[Alıştırma Gereksinimleri]:
- A) Aşağıdaki PKK yazısına göre şu soruları cevaplayın:
(i) 1978'de Diyarbakır Temel Kitapevi'nde kim vuruldu?
(ii) Ömerli Köyü'ndeki katliam haberi Serxwebun'un Haziran 1987 tarihli kaçıncı sayısında yer aldı?
(iii) Şemdinli'deki kucaklaşmayı "Türkiye gerçekleri dikkate alınmalıydı" diyerek kim eleştirdi?
- B) Aşağıdaki PKK yazısında "Peki, devletin baskılarına" sözlerinden "çeteleri imha etmişlerdir.)" sözlerine kadar uzanan kısmı kelimesi kelimesine aktarın.

[Belge Metni]:
══════════
PKK’nın silahını “Maruz kaldıkları, bırakıldıkları şiddetin bir sonucu olarak silahla da direnme yoluna yönelmişlerdir. Ve devletten kaynaklanana fiziki, siyasi ve kültürel varlığa dönük ‘tehdit’ ortadan kaldırılmadan da bu yoldan vazgeçmeyeceklerdir” diye açıklamışsınız.

O hâlde 30 yıldır sahnede patlayan silahın ilk göründüğü âna dönüp tekrar tekrar sormak gerek. PKK, hangi köy baskını, fail-i meçhul cinayet, olağanüstü hâl, kelepçeli tutuklamaya, hangi devlet şiddetine karşı silaha sarıldı? PKK, silaha sarılırken Kürtlerin bağımsız belediye başkanları, onlarca örgütü, partisi vardı. Türkiye’nin en örgütlü, sağcı olmanın bile ayıp olduğu halkı Kürtlerdi.

Peki, devletin baskılarına karşı silaha sarılan ve bir daha da bırakmayan PKK, neden 1978’de Diyarbakır Temel Kitapevi’nde TKP’li Mehmet Çakmak’ı vurdu, yine 78’de neden Siverek’te en büyük Kürt örgütlerinden Kawa’nın lideri Ferit Uzun’u öldürdü? Neden 1984’e kadar silahını baskılarına karşı kurulduğu devlete değil de onlarca Kürt siyasetçiye, Ramanlara, Bucaklara doğrulttu. Neden 80’ler boyunca Kürt köylerini bastı?

Ve silahıyla övündü? (PKK’nın resmî dergisi Serxwebun’un, Haziran 1987 tarihli 66. sayısında 16 Haziran 1987’de Mardin’in Ömerli Köyü’nde 16’sı çocuk (biri bebek), sekiz kadının öldürüldüğü katliam haberini nasıl verdiğini hatırlayalım: Pınarcık eylemi kimsenin çarpıtamayacağı gerçekleri ortaya sermiştir. 80 Kişiden oluşan donanımlı bir ARGK birliği Ömerli’nin birkaç km. yakınında çetelerin bulunduğu köyü sarmış ve çeteleri imha etmişlerdir.)

PKK, silahı eline devletin baskısına karşı değil de bilinçli bir siyasi tercih olarak almış olmasın? Ve PKK bu yüzden Kürt sorununun hem sonucu hem de silahı yüzünden, köy yakmalardan, köy korucularına, fail-i meçhullerden, olağanüstü hâllere kadar aynı zamanda Kürt sorunun sebebi olmasın?

Ve o silah ilk göründüğü sahnedeki bu bilinçli, ideolojik tercih yüzünden 30 yıldır patlıyor ve susmuyor olmasın? Ezilenin şiddetinde boncuk buldukça da patlamaya devam edecek olmasın? Hâlâ Karayılan’ın bile “Türkiye gerçekleri dikkate alınmalıydı” diyerek eleştirdiği Şemdinli’deki kucaklaşmayı savunuyorsunuz. Yoksa Kürt hareketinde de duygu, yıllardır ovada siyaset yapan siz, akıl ise yıllardır dağlarda dolaşan Karayılan mı?
══════════
[Gösterilen Bilgiler]:

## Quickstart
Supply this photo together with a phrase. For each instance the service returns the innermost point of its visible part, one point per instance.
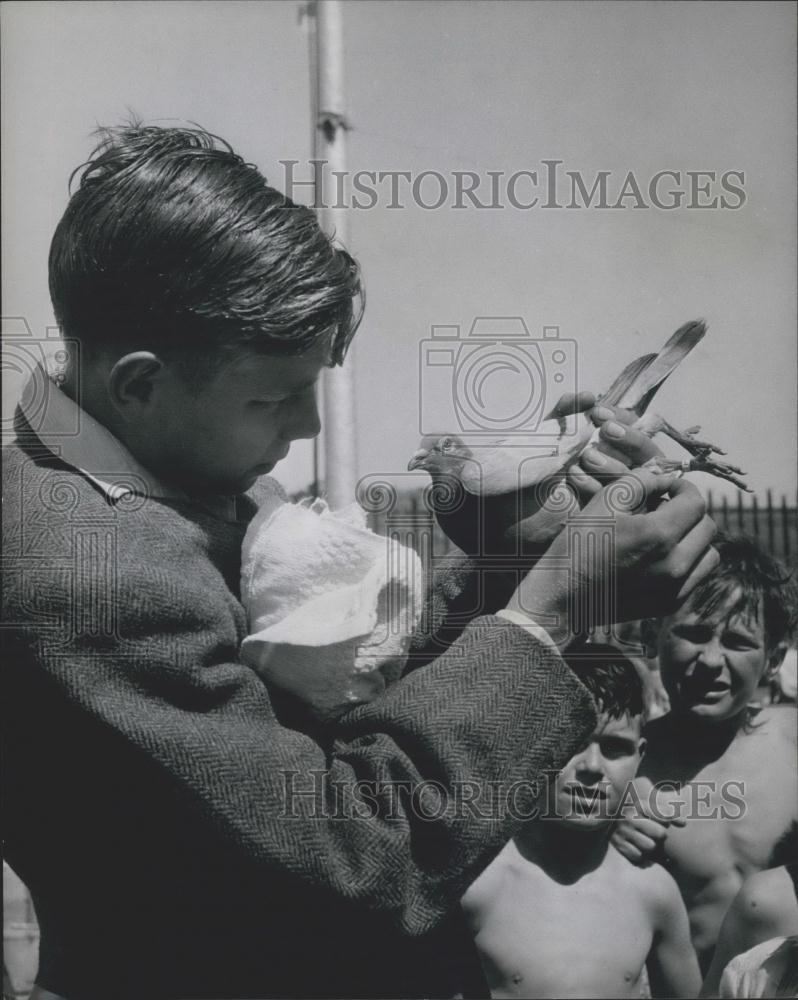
══════════
[Görevlere Göre Çözümler]:
- A)
(i) TKP'li Mehmet Çakmak
(ii) 66. sayısında
(iii) Karayılan

- B)
Peki, devletin baskılarına karşı silaha sarılan ve bir daha da bırakmayan PKK, neden 1978’de Diyarbakır Temel Kitapevi’nde TKP’li Mehmet Çakmak’ı vurdu, yine 78’de neden Siverek’te en büyük Kürt örgütlerinden Kawa’nın lideri Ferit Uzun’u öldürdü? Neden 1984’e kadar silahını baskılarına karşı kurulduğu devlete değil de onlarca Kürt siyasetçiye, Ramanlara, Bucaklara doğrulttu. Neden 80’ler boyunca Kürt köylerini bastı?

Ve silahıyla övündü? (PKK’nın resmî dergisi Serxwebun’un, Haziran 1987 tarihli 66. sayısında 16 Haziran 1987’de Mardin’in Ömerli Köyü’nde 16’sı çocuk (biri bebek), sekiz kadının öldürüldüğü katliam haberini nasıl verdiğini hatırlayalım: Pınarcık eylemi kimsenin çarpıtamayacağı gerçekleri ortaya sermiştir. 80 Kişiden oluşan donanımlı bir ARGK birliği Ömerli’nin birkaç km. yakınında çetelerin bulunduğu köyü sarmış ve çeteleri imha etmişlerdir.)